→ **Input for this task**:
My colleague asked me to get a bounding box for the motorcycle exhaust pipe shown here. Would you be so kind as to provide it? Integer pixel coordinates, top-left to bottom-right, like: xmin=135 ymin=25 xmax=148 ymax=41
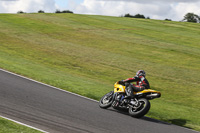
xmin=146 ymin=93 xmax=161 ymax=99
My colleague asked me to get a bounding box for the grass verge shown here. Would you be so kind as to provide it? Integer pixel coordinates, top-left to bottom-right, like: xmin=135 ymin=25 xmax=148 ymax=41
xmin=0 ymin=14 xmax=200 ymax=131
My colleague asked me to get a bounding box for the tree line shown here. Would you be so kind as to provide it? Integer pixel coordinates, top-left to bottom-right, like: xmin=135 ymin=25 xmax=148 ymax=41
xmin=122 ymin=13 xmax=200 ymax=23
xmin=17 ymin=10 xmax=200 ymax=23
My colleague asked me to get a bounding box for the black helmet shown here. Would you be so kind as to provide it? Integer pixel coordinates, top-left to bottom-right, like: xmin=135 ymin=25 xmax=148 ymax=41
xmin=136 ymin=70 xmax=146 ymax=77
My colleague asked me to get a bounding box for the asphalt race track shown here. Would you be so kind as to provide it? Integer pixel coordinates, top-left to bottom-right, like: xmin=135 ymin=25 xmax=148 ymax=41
xmin=0 ymin=69 xmax=197 ymax=133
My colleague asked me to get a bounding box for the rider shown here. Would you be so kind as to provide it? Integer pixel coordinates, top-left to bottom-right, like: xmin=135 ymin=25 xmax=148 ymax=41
xmin=119 ymin=70 xmax=150 ymax=99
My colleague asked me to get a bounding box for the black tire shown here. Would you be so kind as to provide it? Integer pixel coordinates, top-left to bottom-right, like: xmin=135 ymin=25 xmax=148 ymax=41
xmin=128 ymin=98 xmax=151 ymax=118
xmin=99 ymin=91 xmax=114 ymax=109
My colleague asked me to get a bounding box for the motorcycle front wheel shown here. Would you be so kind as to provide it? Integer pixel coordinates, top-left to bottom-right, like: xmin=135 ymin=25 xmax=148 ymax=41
xmin=129 ymin=98 xmax=151 ymax=118
xmin=99 ymin=91 xmax=114 ymax=109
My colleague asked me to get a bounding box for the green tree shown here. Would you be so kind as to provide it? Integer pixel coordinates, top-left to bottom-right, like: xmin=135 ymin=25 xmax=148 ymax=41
xmin=183 ymin=13 xmax=200 ymax=23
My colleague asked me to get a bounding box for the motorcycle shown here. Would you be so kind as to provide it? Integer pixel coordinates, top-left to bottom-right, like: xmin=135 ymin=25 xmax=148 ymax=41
xmin=99 ymin=82 xmax=161 ymax=118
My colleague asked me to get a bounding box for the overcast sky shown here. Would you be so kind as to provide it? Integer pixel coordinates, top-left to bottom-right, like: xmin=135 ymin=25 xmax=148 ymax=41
xmin=0 ymin=0 xmax=200 ymax=21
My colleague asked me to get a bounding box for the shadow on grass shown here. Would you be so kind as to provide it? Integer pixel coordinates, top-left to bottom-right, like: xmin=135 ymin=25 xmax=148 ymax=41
xmin=104 ymin=108 xmax=192 ymax=129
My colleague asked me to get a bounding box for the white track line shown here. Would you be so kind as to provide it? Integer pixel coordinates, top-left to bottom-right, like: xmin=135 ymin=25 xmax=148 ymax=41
xmin=0 ymin=115 xmax=48 ymax=133
xmin=0 ymin=68 xmax=98 ymax=102
xmin=0 ymin=68 xmax=200 ymax=133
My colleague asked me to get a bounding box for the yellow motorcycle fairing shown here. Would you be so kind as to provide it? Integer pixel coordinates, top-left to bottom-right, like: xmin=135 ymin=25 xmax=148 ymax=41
xmin=134 ymin=89 xmax=161 ymax=94
xmin=114 ymin=82 xmax=161 ymax=95
xmin=114 ymin=82 xmax=126 ymax=93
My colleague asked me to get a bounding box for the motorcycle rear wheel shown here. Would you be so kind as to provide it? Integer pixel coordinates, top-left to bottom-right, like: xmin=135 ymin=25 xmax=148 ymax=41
xmin=99 ymin=91 xmax=114 ymax=109
xmin=129 ymin=98 xmax=151 ymax=118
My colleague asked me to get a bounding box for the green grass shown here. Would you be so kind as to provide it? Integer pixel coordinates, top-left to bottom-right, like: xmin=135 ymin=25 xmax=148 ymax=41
xmin=0 ymin=117 xmax=41 ymax=133
xmin=0 ymin=14 xmax=200 ymax=131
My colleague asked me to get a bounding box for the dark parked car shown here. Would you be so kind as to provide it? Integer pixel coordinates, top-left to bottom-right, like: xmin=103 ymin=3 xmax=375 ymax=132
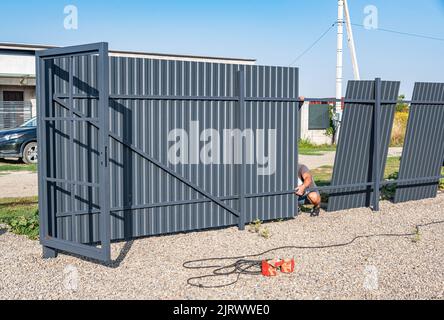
xmin=0 ymin=118 xmax=37 ymax=163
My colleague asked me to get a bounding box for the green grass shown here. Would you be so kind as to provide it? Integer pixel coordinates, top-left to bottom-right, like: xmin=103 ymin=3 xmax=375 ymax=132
xmin=311 ymin=157 xmax=444 ymax=202
xmin=299 ymin=140 xmax=336 ymax=156
xmin=0 ymin=197 xmax=39 ymax=239
xmin=0 ymin=159 xmax=37 ymax=173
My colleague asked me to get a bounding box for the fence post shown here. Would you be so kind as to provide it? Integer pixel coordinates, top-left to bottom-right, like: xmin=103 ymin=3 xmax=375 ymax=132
xmin=372 ymin=78 xmax=381 ymax=211
xmin=238 ymin=69 xmax=247 ymax=230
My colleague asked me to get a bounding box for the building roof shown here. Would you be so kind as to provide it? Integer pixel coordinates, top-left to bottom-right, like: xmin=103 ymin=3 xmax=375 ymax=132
xmin=0 ymin=42 xmax=256 ymax=64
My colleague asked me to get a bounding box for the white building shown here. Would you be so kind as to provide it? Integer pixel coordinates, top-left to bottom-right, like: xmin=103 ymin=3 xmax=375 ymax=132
xmin=0 ymin=43 xmax=256 ymax=129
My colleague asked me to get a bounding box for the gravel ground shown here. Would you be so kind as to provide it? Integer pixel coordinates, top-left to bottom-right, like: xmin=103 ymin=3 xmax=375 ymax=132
xmin=0 ymin=194 xmax=444 ymax=299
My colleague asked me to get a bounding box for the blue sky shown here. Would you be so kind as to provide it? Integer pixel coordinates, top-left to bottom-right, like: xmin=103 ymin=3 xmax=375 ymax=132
xmin=0 ymin=0 xmax=444 ymax=97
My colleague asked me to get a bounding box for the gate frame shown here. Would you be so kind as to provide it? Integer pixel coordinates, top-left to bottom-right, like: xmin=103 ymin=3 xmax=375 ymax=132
xmin=36 ymin=42 xmax=111 ymax=261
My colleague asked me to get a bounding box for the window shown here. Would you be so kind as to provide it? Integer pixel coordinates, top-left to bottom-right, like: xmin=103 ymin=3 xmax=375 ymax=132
xmin=3 ymin=91 xmax=24 ymax=101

→ **Request**:
Please turn the entries above, from their first line through the line containing "xmin=17 ymin=10 xmax=200 ymax=23", into a numbered list with both ends included and blank lines skipped. Leave the pictures out of the answer.

→ **Solution**:
1. My colleague asked me to get a bounding box for the motorcycle exhaust pipe shown here. Would you be so kind as to provide it? Integer pixel coordinates, top-left to bottom-right, like: xmin=135 ymin=25 xmax=148 ymax=41
2. xmin=146 ymin=93 xmax=161 ymax=99
3. My colleague asked me to get a bounding box for the grass verge shown here. Would you be so kind as to provide it? Integer pixel coordinates, top-left to bottom-right, like: xmin=135 ymin=25 xmax=148 ymax=41
4. xmin=0 ymin=14 xmax=200 ymax=131
5. My colleague asked me to get a bounding box for the tree line shown here. Would you be so kind as to provide it? Integer pixel coordinates, top-left to bottom-right, like: xmin=135 ymin=25 xmax=148 ymax=41
6. xmin=122 ymin=13 xmax=200 ymax=23
7. xmin=17 ymin=10 xmax=200 ymax=23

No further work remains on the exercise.